* Exercise description
Write out again only the lines between the one with "Task: mark the canal in" and the end of the records below, both ends counted, and don't include the pictures.

* Provided records
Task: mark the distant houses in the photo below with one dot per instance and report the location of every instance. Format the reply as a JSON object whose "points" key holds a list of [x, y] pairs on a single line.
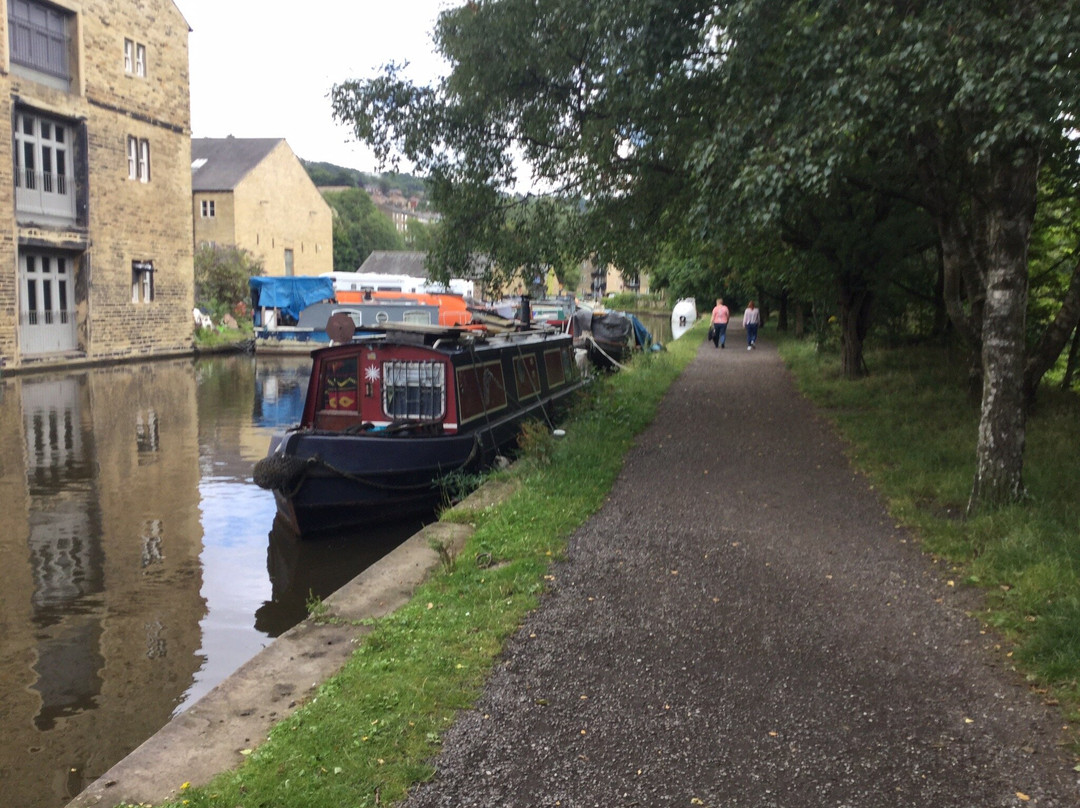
{"points": [[95, 156], [254, 193]]}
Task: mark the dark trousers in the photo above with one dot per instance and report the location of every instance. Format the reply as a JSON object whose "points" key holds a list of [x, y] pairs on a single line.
{"points": [[719, 334]]}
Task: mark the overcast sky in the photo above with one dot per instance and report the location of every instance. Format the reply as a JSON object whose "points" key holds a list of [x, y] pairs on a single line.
{"points": [[265, 68]]}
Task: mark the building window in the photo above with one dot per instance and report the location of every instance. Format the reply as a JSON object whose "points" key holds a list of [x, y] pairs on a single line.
{"points": [[41, 155], [138, 159], [134, 58], [142, 281], [38, 37]]}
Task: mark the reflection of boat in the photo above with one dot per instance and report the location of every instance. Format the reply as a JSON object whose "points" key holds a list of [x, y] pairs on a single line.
{"points": [[684, 315], [388, 417], [300, 570]]}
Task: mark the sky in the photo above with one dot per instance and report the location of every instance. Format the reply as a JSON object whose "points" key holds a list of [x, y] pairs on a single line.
{"points": [[265, 68]]}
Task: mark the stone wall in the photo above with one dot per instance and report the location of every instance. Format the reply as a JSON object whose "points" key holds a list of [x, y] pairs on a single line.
{"points": [[119, 220], [278, 207]]}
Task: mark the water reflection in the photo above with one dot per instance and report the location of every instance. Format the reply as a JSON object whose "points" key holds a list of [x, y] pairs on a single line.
{"points": [[140, 562]]}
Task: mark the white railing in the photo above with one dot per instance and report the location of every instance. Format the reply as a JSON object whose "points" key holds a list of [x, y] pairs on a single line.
{"points": [[48, 332], [45, 193]]}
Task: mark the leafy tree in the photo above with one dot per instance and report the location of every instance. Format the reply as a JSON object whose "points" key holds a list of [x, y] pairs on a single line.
{"points": [[221, 274], [732, 119], [360, 228]]}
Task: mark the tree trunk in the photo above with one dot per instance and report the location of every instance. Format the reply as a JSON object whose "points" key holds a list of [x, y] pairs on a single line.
{"points": [[962, 283], [1070, 366], [854, 323], [1009, 212]]}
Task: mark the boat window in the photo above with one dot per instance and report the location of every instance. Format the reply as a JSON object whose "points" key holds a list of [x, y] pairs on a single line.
{"points": [[481, 391], [557, 366], [414, 390], [527, 375], [339, 387]]}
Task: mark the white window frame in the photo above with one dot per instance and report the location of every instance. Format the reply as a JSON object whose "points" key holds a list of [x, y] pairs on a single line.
{"points": [[138, 159], [132, 157], [142, 282]]}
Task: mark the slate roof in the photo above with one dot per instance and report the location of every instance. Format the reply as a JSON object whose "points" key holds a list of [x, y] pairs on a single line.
{"points": [[228, 160]]}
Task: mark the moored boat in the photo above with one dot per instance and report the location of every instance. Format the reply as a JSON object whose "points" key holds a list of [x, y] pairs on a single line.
{"points": [[388, 417]]}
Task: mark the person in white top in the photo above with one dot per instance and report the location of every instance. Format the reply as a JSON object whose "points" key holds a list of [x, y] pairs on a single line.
{"points": [[752, 318]]}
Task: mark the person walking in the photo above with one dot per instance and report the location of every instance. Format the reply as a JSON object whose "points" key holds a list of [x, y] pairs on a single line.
{"points": [[720, 317], [752, 318]]}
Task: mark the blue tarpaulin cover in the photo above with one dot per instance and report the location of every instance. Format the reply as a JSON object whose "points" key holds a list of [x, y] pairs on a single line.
{"points": [[292, 294]]}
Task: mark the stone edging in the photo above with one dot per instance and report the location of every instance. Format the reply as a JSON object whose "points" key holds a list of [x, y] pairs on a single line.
{"points": [[238, 714]]}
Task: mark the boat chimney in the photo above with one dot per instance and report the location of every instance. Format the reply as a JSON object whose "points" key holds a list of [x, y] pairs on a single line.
{"points": [[526, 311]]}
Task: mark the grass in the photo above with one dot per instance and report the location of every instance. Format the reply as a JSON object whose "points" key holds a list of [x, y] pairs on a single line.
{"points": [[370, 731], [221, 336], [910, 428]]}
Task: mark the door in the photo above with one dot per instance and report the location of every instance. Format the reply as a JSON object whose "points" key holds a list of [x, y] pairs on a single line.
{"points": [[46, 306]]}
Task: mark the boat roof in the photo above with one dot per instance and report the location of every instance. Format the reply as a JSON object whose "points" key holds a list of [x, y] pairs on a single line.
{"points": [[437, 336]]}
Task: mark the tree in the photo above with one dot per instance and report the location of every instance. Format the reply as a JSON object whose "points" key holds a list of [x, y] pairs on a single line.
{"points": [[221, 274], [651, 113]]}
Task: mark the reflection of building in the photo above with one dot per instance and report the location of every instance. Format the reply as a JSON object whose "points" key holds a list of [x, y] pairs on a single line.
{"points": [[99, 488], [95, 191], [255, 194]]}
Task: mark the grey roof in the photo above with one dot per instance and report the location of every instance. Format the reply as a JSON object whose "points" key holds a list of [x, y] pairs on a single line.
{"points": [[395, 264], [228, 160]]}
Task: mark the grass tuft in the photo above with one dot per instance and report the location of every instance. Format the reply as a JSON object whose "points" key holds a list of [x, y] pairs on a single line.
{"points": [[913, 430], [370, 731]]}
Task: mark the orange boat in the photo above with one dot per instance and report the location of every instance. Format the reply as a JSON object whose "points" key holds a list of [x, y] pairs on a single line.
{"points": [[451, 308]]}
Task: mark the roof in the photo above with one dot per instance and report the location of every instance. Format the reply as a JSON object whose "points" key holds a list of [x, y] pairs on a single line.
{"points": [[228, 160], [404, 263]]}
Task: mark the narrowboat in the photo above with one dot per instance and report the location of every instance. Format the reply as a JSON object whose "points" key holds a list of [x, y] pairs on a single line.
{"points": [[390, 416]]}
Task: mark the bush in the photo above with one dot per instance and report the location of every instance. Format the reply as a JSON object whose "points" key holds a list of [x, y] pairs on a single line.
{"points": [[221, 275]]}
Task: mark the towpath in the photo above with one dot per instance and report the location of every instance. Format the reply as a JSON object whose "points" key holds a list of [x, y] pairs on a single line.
{"points": [[743, 625]]}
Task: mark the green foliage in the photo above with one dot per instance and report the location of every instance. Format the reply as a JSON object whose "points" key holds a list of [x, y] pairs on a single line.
{"points": [[327, 174], [910, 429], [360, 228], [221, 275]]}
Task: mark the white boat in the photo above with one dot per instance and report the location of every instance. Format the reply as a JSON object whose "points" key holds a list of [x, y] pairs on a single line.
{"points": [[684, 315]]}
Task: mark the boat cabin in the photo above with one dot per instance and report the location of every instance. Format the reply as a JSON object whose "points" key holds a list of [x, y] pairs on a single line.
{"points": [[434, 380]]}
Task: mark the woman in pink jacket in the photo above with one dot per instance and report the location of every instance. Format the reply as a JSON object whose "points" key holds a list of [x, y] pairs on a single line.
{"points": [[720, 317]]}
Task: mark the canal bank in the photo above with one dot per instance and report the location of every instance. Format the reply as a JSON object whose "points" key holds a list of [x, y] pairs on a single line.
{"points": [[218, 730]]}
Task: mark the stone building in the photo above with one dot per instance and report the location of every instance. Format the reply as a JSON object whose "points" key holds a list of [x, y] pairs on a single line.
{"points": [[254, 193], [94, 175]]}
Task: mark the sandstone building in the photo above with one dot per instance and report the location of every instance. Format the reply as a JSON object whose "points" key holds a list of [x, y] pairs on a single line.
{"points": [[254, 193], [95, 183]]}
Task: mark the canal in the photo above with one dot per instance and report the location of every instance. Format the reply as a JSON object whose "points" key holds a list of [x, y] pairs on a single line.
{"points": [[142, 565]]}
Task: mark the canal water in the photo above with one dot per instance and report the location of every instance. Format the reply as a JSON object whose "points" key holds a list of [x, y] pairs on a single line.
{"points": [[140, 564]]}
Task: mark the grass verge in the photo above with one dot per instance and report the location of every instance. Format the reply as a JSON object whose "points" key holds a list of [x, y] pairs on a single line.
{"points": [[372, 731], [912, 430]]}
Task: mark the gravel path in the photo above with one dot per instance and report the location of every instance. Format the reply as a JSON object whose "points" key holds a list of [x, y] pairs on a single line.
{"points": [[742, 624]]}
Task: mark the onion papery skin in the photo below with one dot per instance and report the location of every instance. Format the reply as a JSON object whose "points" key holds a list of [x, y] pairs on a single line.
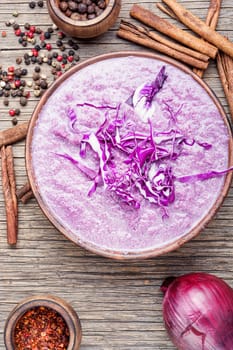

* Worked answer
Task: mark the canal in the photo above with one dot per instance and report the location of every instance. Format the reply as a JSON object whose "points" key holds a list of [x, y] pairs on a single line.
{"points": [[142, 565]]}
Task: mark the canal water in the photo above with one dot per instance and report the location of every instance. Format the reply as a JSON object whose "points" key holds a list of [x, y] pairs on a single line.
{"points": [[140, 564]]}
Task: mark the grass verge in the photo above with one dot per instance and report the location of every instance. Format the reply as a JSON object whose "points" key holds a list of [x, y] pairs on a single line.
{"points": [[372, 731], [912, 430]]}
Task: mark the gravel path in the photo above with one dot per instance and report the location of every instance. Format the reply as a JSON object whose "points" key holds a list of [x, y] pairs on a single line.
{"points": [[742, 624]]}
Task: mark the onion papery skin in the photo below with one dot per instance and report the location of every instance. Format the reply as a JSON object whose "points" key holds a list of [x, y] pairs on a single line.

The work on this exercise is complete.